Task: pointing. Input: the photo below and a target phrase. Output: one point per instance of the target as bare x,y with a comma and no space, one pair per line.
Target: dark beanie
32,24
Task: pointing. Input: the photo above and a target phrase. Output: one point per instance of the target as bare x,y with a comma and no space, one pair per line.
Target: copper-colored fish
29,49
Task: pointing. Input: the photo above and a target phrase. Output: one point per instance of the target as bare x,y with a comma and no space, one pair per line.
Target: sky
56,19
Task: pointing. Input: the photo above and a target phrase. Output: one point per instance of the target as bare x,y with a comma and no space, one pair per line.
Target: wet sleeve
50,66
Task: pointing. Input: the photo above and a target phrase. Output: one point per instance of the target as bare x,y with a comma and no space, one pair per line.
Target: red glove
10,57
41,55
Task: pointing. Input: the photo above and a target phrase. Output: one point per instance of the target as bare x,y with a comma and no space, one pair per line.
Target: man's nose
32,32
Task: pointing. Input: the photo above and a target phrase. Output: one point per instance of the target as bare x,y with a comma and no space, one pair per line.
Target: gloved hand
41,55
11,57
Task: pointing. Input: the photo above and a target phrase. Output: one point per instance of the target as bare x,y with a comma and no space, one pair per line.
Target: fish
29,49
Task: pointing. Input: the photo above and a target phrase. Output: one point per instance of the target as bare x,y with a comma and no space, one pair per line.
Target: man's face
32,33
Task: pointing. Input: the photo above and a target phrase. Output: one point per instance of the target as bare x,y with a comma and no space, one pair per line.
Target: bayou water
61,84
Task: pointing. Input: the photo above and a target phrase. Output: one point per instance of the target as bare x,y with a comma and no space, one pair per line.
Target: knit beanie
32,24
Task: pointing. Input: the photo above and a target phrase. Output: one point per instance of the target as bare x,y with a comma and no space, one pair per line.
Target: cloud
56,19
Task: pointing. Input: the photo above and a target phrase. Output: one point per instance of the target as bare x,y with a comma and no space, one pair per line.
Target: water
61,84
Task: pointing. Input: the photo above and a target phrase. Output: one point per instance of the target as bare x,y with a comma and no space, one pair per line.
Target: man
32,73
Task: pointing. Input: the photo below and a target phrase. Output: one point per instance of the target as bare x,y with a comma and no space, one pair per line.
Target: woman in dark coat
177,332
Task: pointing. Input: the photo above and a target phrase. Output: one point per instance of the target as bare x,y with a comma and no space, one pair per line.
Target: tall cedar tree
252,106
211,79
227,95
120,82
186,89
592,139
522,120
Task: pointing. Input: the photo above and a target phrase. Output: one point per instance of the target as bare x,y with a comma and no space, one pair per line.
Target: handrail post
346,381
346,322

-*-*-

Short problem – Reproduce every line above without error.

Result of this task –
Task: pointing. Input: the photo below and a target phrase. Output: one point per instance of the target as bare x,y with a comma and no space, one pair per line.
Target: dark beanie
32,24
Task: pointing. Input: the photo above and a target phrase. Output: one point per instance of the target as bare x,y with a comma and no space, one pair per line.
Target: copper-colored fish
29,49
Task: pointing. Input: the photo above and a target phrase. Output: one point per instance of the target as bare x,y with a comma and no space, one pair per line.
Target: sky
56,19
Task: pointing. Input: the photo above and a target phrase. Output: one point per instance of the target as bare x,y with a comma and no space, one pair per line.
Target: wet sleeve
50,66
Task: pointing. Input: the photo above and a target phrase. Output: one point per instance of the target as bare x,y with a comma and no space, one pair per line.
Target: red glove
10,57
41,55
Task: pointing. Input: the photo above and a target phrase. Output: one point per instance of the target as bare x,y with a comma and no space, one pair per line.
Target: man's nose
32,32
Task: pointing. Input: the photo above and a target phrase. Output: one point per instance of the target as bare x,y with a comma and no space, one pair per line.
Target: gloved hand
41,55
11,57
Task: pointing. Input: the photo above and a target phrase. Output: one point per instance of the target as bare x,y with a comma and no space, one pair per line.
Target: fish
29,49
Task: pointing. Input: the photo above and a target phrase. Output: one point per instance of the target as bare x,y with a comma and no space, one pair per line.
Target: man's face
32,33
Task: pointing. Input: the photo above and a target phrase. Output: one point per instance of the target as bare x,y with a comma and no space, one pair per line.
Target: bayou water
61,84
Task: pointing. Input: the photo above and a target phrase. Output: one point per instance of the target as bare x,y with a comma and no space, one pair per line.
Target: knit beanie
32,24
Task: pointing. Input: the photo above and a target phrase. Output: one point per instance of the target as bare x,y with a comma and no space, one pair per line.
Target: cloud
56,19
Task: pointing. Input: the photo above and a target phrase. Output: one point per instance of the target as bare x,y with a comma and no space, one pair per line.
Target: water
61,84
Task: pointing. Input: the photo above and a target phrase. Output: one point per instance of the target as bare x,y with a comma and no space, one pair per line.
Target: man
32,73
Task: pointing. Input: the photo below and a target phrase. Output: one point per instance of the target as bare x,y with a comma and no space, one pair per line.
Target: woman in dark coat
177,332
Task: pointing. Input: the photo above and a target phrase. Output: one point per instance of the target as bare x,y with a comma and no space, one pair per line.
Target: tall cedar tree
252,106
211,79
227,95
120,82
186,89
592,139
522,120
Task: pointing. Input: the photo above and a target phrase. Output: one point per instance of the target as bare x,y with a comma and no space, one pair per line.
Target: handrail post
346,381
346,322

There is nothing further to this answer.